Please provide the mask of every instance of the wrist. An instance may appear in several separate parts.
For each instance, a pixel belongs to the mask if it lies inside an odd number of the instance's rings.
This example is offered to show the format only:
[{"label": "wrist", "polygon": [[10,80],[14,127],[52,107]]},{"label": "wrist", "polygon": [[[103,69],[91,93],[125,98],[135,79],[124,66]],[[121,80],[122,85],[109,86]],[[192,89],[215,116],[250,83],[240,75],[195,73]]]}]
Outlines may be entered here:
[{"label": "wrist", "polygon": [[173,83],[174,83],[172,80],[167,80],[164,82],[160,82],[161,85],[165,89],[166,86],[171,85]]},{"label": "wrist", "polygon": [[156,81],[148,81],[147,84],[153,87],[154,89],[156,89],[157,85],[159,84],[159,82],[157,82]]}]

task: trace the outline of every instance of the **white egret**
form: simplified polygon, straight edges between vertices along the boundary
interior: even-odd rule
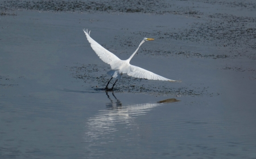
[[[123,74],[127,74],[129,76],[133,76],[137,78],[147,79],[148,80],[166,80],[169,81],[176,81],[176,80],[171,80],[164,78],[163,76],[156,75],[152,72],[146,70],[141,67],[133,66],[130,64],[130,61],[133,56],[136,54],[139,47],[142,44],[146,41],[154,40],[154,38],[144,38],[143,40],[139,44],[139,46],[131,54],[131,57],[126,60],[121,60],[118,58],[116,55],[103,48],[98,42],[95,41],[90,36],[90,32],[84,29],[84,32],[87,37],[87,40],[90,44],[92,48],[94,50],[98,56],[105,63],[109,64],[111,66],[111,70],[108,71],[107,74],[112,76],[110,80],[106,86],[105,89],[108,90],[108,86],[110,80],[114,78],[116,79],[115,82],[113,85],[112,88],[114,88],[114,85],[117,80],[121,79]]]

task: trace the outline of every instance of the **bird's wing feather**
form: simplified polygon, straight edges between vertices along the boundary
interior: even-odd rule
[[[104,62],[106,62],[111,66],[113,62],[121,60],[116,55],[103,48],[98,42],[92,39],[92,38],[90,36],[90,32],[88,32],[88,30],[85,30],[85,29],[84,29],[84,32],[86,36],[87,40],[90,44],[90,46],[92,46],[92,48],[93,50],[94,50],[100,58],[101,58]]]
[[[129,66],[129,71],[127,71],[127,74],[137,78],[176,81],[176,80],[167,79],[152,72],[146,70],[145,69],[131,65]]]

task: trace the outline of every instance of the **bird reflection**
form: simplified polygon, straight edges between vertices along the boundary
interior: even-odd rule
[[[128,131],[136,131],[139,126],[135,119],[139,115],[146,115],[154,108],[167,102],[179,101],[174,98],[168,99],[155,103],[145,103],[123,106],[112,92],[106,92],[110,102],[106,104],[106,109],[100,110],[93,117],[90,118],[86,124],[85,140],[87,148],[90,152],[95,146],[113,142],[116,137],[122,135],[125,140]],[[118,133],[115,132],[118,131]],[[119,135],[119,136],[118,136]]]
[[[108,98],[109,98],[111,102],[110,103],[106,103],[106,107],[108,109],[119,109],[122,107],[122,103],[121,102],[118,100],[118,99],[115,97],[115,95],[114,95],[114,92],[112,92],[112,95],[114,97],[116,101],[114,101],[112,100],[110,97],[109,97],[109,95],[108,93],[108,91],[106,91],[106,94],[108,96]]]

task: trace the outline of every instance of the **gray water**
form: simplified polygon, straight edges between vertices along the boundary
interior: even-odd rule
[[[3,2],[0,158],[256,158],[254,2],[174,1],[163,14]],[[182,82],[124,75],[105,91],[84,28],[122,59],[154,38],[131,64]]]

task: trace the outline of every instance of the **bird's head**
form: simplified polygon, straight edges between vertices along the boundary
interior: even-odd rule
[[[151,40],[154,40],[154,38],[146,38],[146,37],[144,37],[144,41],[151,41]]]

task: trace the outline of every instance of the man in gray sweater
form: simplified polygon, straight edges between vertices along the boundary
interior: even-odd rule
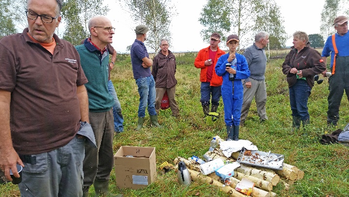
[[[264,47],[269,42],[269,34],[265,32],[258,32],[255,37],[255,41],[253,45],[247,48],[243,54],[247,60],[251,75],[243,83],[243,103],[241,110],[240,125],[243,124],[247,117],[254,97],[259,120],[268,119],[265,111],[267,88],[264,77],[267,57]]]

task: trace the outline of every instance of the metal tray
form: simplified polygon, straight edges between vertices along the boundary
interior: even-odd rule
[[[245,152],[251,151],[251,156],[246,155]],[[246,154],[248,153],[246,153]],[[249,151],[242,149],[237,161],[240,163],[273,170],[282,170],[284,156],[259,151]],[[247,154],[248,155],[248,154]],[[268,156],[268,157],[267,157]]]

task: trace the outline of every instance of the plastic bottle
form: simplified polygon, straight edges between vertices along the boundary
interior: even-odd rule
[[[233,59],[233,61],[232,62],[232,68],[236,70],[236,58]],[[234,79],[235,79],[235,76],[236,76],[236,74],[229,74],[229,80],[231,81],[234,80]]]
[[[208,149],[209,151],[212,152],[215,149],[215,148],[216,148],[217,146],[217,140],[216,140],[216,138],[214,137],[213,139],[212,139],[212,140],[211,140],[211,142],[210,143],[210,148]]]
[[[205,161],[204,161],[203,160],[202,160],[202,159],[199,158],[198,157],[196,157],[196,156],[193,156],[193,157],[191,157],[191,159],[193,159],[193,160],[194,160],[194,161],[197,162],[198,163],[201,164],[203,164],[203,163],[206,163],[206,162],[205,162]]]

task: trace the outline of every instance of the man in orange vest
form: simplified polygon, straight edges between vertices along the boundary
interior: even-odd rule
[[[346,91],[349,100],[349,34],[348,19],[340,16],[333,22],[337,32],[330,36],[322,51],[322,59],[325,64],[327,57],[331,55],[331,70],[332,76],[329,79],[330,94],[328,98],[329,109],[327,111],[327,124],[337,125],[339,119],[339,106]],[[326,76],[327,71],[323,73]]]

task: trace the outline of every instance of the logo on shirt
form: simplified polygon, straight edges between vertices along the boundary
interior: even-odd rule
[[[76,63],[76,59],[70,59],[69,58],[66,58],[65,60],[67,60],[70,63]]]

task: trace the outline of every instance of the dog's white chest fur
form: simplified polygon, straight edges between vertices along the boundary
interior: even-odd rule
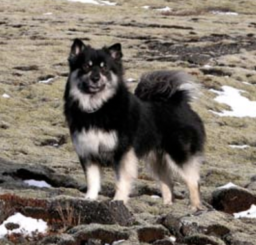
[[[76,151],[80,157],[99,155],[112,152],[117,145],[118,137],[114,130],[107,132],[97,128],[76,132],[72,136]]]

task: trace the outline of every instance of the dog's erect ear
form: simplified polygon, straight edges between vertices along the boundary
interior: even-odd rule
[[[120,43],[116,43],[114,45],[111,46],[108,50],[114,59],[119,60],[123,57],[123,54],[122,53],[122,46]]]
[[[83,41],[78,38],[74,40],[71,46],[70,56],[76,56],[81,54],[86,48]]]

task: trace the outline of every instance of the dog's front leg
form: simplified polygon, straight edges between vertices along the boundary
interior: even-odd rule
[[[138,159],[133,149],[123,154],[116,166],[116,193],[114,200],[126,204],[131,193],[133,182],[137,177]]]
[[[97,162],[80,160],[83,171],[85,173],[87,191],[85,194],[85,199],[96,200],[100,190],[100,177],[101,170],[100,165]]]

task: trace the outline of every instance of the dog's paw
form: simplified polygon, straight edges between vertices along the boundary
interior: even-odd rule
[[[86,199],[86,200],[91,200],[91,201],[97,200],[98,199],[98,194],[96,195],[94,193],[87,193],[85,195],[85,199]]]
[[[163,204],[164,204],[164,205],[171,206],[171,205],[173,205],[173,202],[170,199],[163,199]]]
[[[202,212],[204,211],[207,210],[207,208],[205,207],[204,206],[202,205],[201,204],[195,205],[195,206],[190,206],[190,208],[193,212],[197,213],[197,212]]]

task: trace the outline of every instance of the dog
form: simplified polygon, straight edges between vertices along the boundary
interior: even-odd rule
[[[165,204],[173,202],[173,173],[184,179],[193,209],[200,210],[200,165],[206,133],[189,102],[196,84],[180,71],[143,75],[134,93],[123,79],[122,46],[95,49],[76,39],[64,113],[87,177],[85,197],[96,199],[101,167],[116,173],[114,200],[127,203],[137,177],[138,159],[149,162]]]

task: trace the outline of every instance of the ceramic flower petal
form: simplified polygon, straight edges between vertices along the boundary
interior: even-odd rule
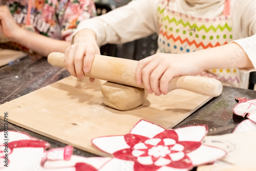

(WORK TO DO): Arrange the rows as a numbered list, from the first line through the line containing "This example is", leaving out any blank lines.

(COMPLETE OUTPUT):
1. Please provide the mask of every instance of the wrist. An instance may appear in several separate parts.
2. For each instance, a pixel belongs to the mask if it lies inside an odd number of the instance's rings.
3. This example is offered to show the format only:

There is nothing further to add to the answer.